Data extracted from a collection:
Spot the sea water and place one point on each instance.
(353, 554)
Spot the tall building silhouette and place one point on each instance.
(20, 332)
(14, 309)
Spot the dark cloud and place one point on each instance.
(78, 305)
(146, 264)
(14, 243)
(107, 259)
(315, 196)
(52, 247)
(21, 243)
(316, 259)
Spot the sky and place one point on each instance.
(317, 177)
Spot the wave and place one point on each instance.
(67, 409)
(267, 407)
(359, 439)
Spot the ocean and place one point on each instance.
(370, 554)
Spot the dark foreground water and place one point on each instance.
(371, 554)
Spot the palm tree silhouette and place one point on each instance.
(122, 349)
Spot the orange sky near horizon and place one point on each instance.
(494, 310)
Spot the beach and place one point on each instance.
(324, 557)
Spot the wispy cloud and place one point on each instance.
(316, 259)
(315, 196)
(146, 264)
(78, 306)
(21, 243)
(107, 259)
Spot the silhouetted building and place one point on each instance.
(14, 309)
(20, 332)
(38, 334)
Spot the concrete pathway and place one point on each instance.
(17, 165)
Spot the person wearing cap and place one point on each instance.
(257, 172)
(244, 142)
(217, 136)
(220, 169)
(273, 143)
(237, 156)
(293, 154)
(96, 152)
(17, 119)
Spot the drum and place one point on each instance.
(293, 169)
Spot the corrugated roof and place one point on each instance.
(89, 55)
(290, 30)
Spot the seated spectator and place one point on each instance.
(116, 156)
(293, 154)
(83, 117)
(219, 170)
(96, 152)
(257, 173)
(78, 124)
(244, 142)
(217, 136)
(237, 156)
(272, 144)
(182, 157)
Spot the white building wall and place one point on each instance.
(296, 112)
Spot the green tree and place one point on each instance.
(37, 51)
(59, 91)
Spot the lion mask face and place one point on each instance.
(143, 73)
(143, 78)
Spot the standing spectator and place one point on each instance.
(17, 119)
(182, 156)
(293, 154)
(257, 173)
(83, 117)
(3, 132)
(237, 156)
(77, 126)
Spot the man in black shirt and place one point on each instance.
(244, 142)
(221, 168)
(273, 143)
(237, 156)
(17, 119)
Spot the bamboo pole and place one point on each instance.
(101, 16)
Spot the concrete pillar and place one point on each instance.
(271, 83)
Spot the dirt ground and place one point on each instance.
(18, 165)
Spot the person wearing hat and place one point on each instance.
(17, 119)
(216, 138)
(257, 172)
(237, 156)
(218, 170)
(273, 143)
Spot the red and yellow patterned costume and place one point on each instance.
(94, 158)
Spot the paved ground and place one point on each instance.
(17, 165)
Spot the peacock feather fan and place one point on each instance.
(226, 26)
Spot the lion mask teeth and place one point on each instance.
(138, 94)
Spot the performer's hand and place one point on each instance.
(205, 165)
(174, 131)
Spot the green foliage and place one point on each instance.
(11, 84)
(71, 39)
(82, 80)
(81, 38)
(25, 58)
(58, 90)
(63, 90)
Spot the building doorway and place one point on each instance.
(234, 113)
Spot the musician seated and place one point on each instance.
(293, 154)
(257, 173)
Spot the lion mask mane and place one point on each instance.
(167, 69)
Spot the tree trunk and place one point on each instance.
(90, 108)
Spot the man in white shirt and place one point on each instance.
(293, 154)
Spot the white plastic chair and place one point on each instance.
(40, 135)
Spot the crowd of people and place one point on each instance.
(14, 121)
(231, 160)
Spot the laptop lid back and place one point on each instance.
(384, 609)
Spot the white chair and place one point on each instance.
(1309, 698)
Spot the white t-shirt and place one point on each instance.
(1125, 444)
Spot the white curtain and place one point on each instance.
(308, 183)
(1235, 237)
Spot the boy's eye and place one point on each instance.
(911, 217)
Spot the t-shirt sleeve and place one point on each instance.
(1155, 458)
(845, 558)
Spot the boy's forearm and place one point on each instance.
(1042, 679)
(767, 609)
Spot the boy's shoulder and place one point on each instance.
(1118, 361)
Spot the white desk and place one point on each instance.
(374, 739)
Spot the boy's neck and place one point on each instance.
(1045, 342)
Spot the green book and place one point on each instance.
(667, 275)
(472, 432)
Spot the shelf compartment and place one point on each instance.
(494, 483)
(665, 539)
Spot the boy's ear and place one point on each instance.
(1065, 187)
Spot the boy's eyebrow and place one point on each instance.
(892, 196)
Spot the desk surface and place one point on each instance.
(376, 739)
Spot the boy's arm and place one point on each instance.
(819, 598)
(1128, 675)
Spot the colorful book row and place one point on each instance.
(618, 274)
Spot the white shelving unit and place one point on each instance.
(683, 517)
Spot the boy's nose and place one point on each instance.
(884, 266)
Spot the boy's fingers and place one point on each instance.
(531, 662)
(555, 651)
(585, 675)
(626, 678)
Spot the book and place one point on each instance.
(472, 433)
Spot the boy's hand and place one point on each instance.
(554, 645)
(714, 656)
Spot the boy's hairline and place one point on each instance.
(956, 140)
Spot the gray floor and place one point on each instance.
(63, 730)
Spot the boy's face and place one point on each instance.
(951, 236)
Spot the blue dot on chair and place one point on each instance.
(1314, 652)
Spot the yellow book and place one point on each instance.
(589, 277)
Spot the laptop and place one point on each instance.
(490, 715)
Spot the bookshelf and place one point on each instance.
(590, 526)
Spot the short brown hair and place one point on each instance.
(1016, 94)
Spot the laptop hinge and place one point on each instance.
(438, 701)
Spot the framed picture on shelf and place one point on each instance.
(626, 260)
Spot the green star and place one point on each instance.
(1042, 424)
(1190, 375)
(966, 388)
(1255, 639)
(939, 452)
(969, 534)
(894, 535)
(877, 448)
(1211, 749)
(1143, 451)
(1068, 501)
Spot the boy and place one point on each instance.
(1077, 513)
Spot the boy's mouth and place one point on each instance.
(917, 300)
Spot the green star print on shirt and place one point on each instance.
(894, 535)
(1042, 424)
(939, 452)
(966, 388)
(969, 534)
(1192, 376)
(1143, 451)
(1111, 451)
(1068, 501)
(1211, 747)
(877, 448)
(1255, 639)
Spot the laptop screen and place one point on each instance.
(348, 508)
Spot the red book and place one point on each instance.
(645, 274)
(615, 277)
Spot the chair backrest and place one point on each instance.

◆ EXERCISE GOAL: Each line of the listing should be echoed back exactly.

◆ RESULT OF THIS EXERCISE:
Spot the sea water and place one point on each instance.
(353, 554)
Spot the tall building silhouette and place one point on each instance.
(20, 332)
(14, 309)
Spot the dark cloud and place one point on each instance.
(78, 305)
(146, 264)
(14, 243)
(107, 259)
(315, 196)
(52, 247)
(21, 243)
(316, 259)
Spot the sky and place one point on each instance.
(317, 177)
Spot the wave and place one point on each instance.
(67, 409)
(267, 407)
(359, 439)
Spot the ocean and place one point on each instance.
(370, 554)
Spot the dark foreground water and place one point on each instance.
(371, 554)
Spot the palm tree silhouette and place one point on each instance.
(122, 349)
Spot the orange sky near horizon and place one point on each instance.
(494, 310)
Spot the beach and place one point on each instance.
(324, 557)
Spot the wispy cloud and place one point on each instance.
(316, 259)
(315, 196)
(146, 264)
(78, 306)
(21, 243)
(107, 259)
Spot the silhouetted building and place one point on each instance.
(14, 309)
(20, 332)
(38, 334)
Spot the concrete pathway and place one point on each instance.
(17, 165)
Spot the person wearing cap and place one point on each instance.
(257, 172)
(244, 142)
(217, 136)
(220, 169)
(273, 143)
(237, 156)
(293, 154)
(96, 152)
(17, 119)
Spot the drum and place one point on each instance.
(293, 169)
Spot the corrugated roof and place one point on each instance.
(89, 55)
(290, 30)
Spot the seated spectator and place one point on each instance.
(116, 156)
(293, 154)
(83, 117)
(219, 170)
(96, 152)
(257, 173)
(78, 124)
(244, 142)
(217, 136)
(237, 156)
(272, 144)
(182, 157)
Spot the white building wall and place one point on each instance.
(296, 112)
Spot the green tree and place one point on each instance.
(37, 51)
(59, 91)
Spot the lion mask face and place one point on each instance.
(143, 73)
(143, 78)
Spot the standing spectator and place one point on each instance.
(17, 119)
(182, 156)
(293, 154)
(257, 173)
(83, 117)
(3, 132)
(237, 156)
(77, 126)
Spot the man in black shirt and place one point on each instance.
(244, 142)
(221, 168)
(273, 143)
(237, 156)
(17, 119)
Spot the bamboo pole and place one point on each instance.
(101, 16)
Spot the concrete pillar and place one point on each instance.
(271, 83)
Spot the dirt ground and place one point on each instance.
(18, 165)
Spot the person wearing hat and place one point on each instance.
(17, 119)
(216, 138)
(257, 172)
(237, 156)
(218, 170)
(273, 143)
Spot the red and yellow patterned costume and place one point on each instance.
(94, 158)
Spot the paved ground and place one point on each instance.
(17, 165)
Spot the peacock feather fan and place one point on each instance.
(226, 26)
Spot the lion mask teeth and place one point on each instance.
(138, 94)
Spot the performer's hand and place one point on each instance.
(205, 165)
(174, 131)
Spot the green foliage and place one point on each instance.
(11, 84)
(71, 39)
(82, 80)
(81, 38)
(25, 58)
(58, 90)
(63, 90)
Spot the building doorway and place one point on each instance.
(234, 113)
Spot the musician seated and place one point on each instance.
(293, 154)
(257, 173)
Spot the lion mask mane and place one point on each instance.
(167, 69)
Spot the tree trunk and place one point on each instance.
(90, 108)
Spot the man in white shirt and place one point on each instance.
(293, 154)
Spot the white plastic chair and place one point on each instance.
(40, 135)
Spot the crowd of people and place one point on each instance.
(14, 121)
(231, 160)
Spot the laptop lid back and place one point on each instance.
(384, 609)
Spot the white chair and place one point on each instance.
(1309, 698)
Spot the white t-shirt and place one point on each instance.
(1125, 444)
Spot the white curtain and place one point on each instance.
(308, 183)
(1235, 237)
Spot the boy's eye and place one point on each instance.
(911, 217)
Spot the t-shirt sleeve and place one point on each instance.
(1155, 458)
(845, 558)
Spot the boy's forearm and place one point on each instance.
(1042, 679)
(767, 609)
Spot the boy's shoulder and place one point on each instance.
(1118, 361)
Spot the white desk and place one point on each instance.
(374, 739)
Spot the boy's neck and place one point on each instance.
(1045, 342)
Spot the green book and place one point on each instance.
(667, 275)
(472, 432)
Spot the shelf compartment and place one point on each instance.
(494, 483)
(665, 539)
Spot the boy's ear and place one point on each instance.
(1065, 187)
Spot the boy's eyebrow and place one point on each instance.
(892, 196)
Spot the desk surface and place one point on each instance.
(376, 739)
Spot the boy's arm and place one point on each instance.
(819, 598)
(1128, 675)
Spot the colorful book row and place one point on each instance.
(618, 274)
Spot the white shelving unit and place one point on each instance.
(683, 517)
Spot the boy's nose and place one point on each instance.
(884, 266)
Spot the boy's fingers and place one point on each instance.
(531, 662)
(555, 651)
(585, 675)
(626, 678)
Spot the book and place one point on each instance.
(472, 433)
Spot the boy's hand and place one point on each instance.
(554, 645)
(714, 656)
Spot the boy's hairline and place one point on each instance.
(956, 140)
Spot the gray floor and place one point on each instance.
(63, 730)
Spot the boy's face and place one point on each instance.
(951, 236)
Spot the blue dot on chair and place one point on each instance.
(1314, 652)
Spot the yellow book and place one point on each instance.
(589, 277)
Spot the laptop and place one point on each instance.
(490, 715)
Spot the bookshelf and place one point on each instance.
(590, 526)
Spot the short brown hair and place one point on each instance.
(1016, 94)
Spot the laptop hinge and place one point on each instance.
(438, 701)
Spot the framed picture on shelf and place one point on each instance.
(626, 260)
Spot the green star and place one point on each instance.
(1042, 424)
(1190, 375)
(966, 388)
(1255, 639)
(939, 452)
(969, 534)
(894, 535)
(877, 448)
(1211, 749)
(1143, 451)
(1068, 501)
Spot the boy and place one point on each instance.
(1077, 513)
Spot the boy's mouth and place one point on each instance.
(917, 300)
Spot the green star print on shirt and place one point on each instance.
(894, 535)
(1042, 424)
(939, 452)
(966, 388)
(969, 534)
(1192, 376)
(1143, 451)
(1111, 451)
(1068, 501)
(1211, 747)
(877, 448)
(1255, 639)
Spot the laptop screen and place one point on each instance.
(348, 508)
Spot the red book and place one point on each instance.
(645, 274)
(615, 277)
Spot the chair backrest and place one point on each instance.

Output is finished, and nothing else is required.